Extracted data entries

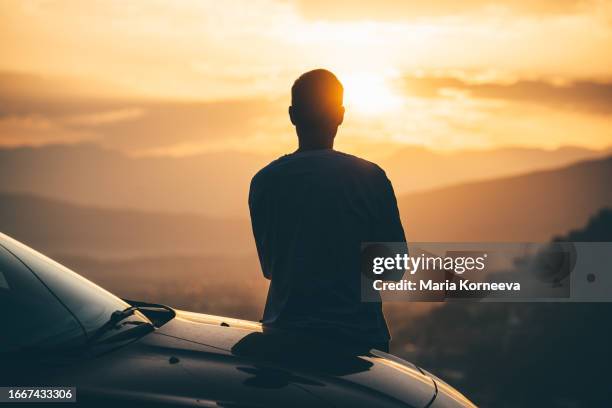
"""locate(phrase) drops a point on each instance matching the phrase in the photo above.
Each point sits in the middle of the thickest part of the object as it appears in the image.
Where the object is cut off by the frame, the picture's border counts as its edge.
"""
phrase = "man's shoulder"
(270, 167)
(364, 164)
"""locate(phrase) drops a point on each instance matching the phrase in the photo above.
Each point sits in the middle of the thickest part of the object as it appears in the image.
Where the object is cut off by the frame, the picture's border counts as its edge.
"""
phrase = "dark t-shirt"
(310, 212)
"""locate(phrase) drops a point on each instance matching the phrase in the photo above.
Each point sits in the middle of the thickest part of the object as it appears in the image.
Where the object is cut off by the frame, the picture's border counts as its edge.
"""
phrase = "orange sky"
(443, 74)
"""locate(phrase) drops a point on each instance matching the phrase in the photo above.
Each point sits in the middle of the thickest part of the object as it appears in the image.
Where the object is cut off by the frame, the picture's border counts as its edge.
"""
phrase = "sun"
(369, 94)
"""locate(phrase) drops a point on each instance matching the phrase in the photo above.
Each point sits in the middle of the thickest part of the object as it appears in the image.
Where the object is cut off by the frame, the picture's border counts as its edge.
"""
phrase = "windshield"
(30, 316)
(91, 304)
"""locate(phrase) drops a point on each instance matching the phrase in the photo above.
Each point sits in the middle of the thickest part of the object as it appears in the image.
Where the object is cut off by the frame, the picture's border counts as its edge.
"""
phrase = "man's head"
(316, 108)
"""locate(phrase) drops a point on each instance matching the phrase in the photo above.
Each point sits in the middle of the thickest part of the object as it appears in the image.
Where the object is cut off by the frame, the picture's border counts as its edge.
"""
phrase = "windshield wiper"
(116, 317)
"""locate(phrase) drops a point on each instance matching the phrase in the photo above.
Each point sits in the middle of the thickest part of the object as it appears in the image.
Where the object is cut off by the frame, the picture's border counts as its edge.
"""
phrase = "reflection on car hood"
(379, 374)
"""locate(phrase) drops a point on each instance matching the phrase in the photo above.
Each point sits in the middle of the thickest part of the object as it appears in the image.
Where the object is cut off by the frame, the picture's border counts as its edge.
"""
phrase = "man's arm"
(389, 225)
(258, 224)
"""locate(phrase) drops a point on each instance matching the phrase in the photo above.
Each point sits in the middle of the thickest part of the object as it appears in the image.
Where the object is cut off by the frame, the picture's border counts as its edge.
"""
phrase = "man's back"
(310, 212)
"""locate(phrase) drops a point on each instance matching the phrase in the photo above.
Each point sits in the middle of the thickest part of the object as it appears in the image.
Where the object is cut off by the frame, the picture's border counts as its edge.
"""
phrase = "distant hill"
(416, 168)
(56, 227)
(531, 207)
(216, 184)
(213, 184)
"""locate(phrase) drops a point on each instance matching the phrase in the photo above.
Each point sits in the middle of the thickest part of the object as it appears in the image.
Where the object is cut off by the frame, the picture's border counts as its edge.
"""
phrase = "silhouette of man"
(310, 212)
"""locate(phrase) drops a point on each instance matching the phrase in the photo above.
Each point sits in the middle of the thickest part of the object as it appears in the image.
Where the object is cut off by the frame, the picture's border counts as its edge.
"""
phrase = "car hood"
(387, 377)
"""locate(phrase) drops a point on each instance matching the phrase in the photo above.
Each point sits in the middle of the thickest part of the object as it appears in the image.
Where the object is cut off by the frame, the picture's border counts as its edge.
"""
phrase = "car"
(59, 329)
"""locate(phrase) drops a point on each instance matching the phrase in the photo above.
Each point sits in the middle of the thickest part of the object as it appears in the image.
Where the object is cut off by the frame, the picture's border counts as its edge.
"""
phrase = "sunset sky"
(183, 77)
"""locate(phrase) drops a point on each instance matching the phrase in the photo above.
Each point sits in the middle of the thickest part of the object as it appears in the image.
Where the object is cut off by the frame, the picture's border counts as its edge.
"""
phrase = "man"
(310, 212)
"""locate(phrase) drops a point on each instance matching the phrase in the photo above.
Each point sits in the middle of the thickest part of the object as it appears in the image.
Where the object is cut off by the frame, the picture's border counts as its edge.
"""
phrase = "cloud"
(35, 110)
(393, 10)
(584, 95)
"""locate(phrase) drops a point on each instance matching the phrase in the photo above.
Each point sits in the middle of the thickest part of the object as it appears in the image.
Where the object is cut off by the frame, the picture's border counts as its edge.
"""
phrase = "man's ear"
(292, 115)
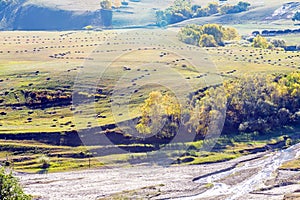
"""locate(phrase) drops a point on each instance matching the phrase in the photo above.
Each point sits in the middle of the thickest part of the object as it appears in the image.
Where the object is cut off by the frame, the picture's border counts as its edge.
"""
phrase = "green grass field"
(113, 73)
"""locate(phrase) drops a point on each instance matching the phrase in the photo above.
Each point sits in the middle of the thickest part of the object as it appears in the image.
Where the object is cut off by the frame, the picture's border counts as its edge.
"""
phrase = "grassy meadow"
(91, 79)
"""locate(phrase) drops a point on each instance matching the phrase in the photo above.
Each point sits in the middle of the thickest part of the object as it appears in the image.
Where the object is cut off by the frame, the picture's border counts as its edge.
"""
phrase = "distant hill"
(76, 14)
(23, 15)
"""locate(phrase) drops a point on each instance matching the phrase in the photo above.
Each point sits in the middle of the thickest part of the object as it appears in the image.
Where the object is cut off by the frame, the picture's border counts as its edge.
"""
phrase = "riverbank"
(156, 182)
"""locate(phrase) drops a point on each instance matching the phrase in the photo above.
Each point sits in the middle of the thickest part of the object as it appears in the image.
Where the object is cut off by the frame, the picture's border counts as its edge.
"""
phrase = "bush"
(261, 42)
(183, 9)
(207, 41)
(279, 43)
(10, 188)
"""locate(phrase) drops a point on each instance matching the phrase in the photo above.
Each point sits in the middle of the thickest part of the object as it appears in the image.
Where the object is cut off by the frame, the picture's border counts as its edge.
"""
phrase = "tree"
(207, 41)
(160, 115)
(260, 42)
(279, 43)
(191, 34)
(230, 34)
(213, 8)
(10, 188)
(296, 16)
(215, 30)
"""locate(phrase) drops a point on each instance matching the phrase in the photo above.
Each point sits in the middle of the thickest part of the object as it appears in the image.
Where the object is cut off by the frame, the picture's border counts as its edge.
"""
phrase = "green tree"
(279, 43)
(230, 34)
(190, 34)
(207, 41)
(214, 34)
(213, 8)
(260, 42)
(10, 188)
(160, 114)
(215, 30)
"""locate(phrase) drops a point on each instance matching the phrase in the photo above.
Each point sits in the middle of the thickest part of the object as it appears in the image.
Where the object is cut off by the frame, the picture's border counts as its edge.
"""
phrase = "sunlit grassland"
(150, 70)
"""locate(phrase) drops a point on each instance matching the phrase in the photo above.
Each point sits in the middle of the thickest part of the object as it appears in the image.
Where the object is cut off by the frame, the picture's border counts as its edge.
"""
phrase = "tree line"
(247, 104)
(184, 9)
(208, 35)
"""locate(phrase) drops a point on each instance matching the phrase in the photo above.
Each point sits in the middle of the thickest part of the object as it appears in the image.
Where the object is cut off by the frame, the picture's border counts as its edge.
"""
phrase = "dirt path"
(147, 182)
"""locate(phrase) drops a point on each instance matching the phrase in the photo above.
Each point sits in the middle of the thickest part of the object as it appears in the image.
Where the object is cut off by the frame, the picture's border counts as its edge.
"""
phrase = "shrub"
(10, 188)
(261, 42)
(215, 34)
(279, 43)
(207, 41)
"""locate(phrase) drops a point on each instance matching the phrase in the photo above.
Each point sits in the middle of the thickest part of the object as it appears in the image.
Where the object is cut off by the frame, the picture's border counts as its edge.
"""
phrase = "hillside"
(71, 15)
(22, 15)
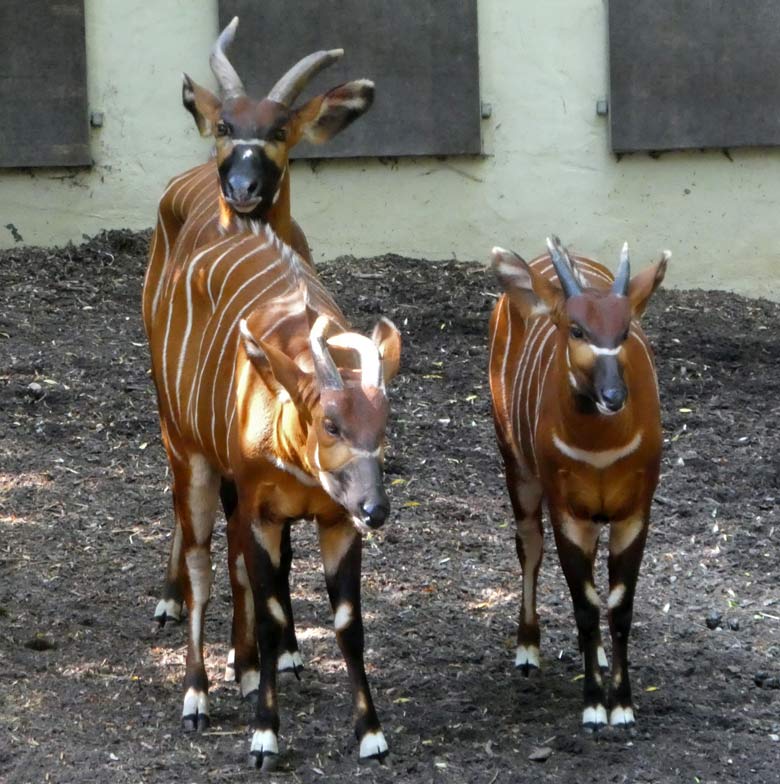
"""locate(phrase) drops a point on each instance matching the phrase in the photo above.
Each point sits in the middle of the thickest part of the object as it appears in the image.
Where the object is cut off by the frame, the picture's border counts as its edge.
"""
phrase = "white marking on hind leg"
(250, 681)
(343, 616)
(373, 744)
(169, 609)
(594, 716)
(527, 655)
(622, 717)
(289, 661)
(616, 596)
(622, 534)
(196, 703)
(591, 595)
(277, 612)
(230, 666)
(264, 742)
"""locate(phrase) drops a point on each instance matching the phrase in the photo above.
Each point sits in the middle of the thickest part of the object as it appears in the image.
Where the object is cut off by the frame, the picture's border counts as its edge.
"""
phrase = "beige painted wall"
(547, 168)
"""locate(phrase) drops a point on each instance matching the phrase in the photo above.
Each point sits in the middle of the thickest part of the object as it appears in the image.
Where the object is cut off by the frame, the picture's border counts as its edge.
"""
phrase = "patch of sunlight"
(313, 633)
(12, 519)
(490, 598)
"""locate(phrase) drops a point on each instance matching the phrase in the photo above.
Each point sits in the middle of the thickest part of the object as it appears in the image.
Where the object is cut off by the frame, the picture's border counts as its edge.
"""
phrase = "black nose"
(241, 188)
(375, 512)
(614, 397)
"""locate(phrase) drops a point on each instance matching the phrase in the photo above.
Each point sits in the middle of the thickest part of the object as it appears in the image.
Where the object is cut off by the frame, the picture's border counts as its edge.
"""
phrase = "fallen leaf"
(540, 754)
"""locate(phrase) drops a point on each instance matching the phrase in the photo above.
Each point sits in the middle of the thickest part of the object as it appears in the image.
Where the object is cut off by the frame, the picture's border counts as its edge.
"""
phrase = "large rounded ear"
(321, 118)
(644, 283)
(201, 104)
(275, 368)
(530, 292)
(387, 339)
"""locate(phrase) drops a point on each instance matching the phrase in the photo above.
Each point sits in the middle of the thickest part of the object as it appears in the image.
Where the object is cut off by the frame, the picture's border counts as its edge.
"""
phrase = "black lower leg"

= Exercise details =
Which lines of the records above contain the word "green"? Show each one, counting only matches with the same capitalization.

= The response =
phrase = "green grass field"
phrase = "green tree"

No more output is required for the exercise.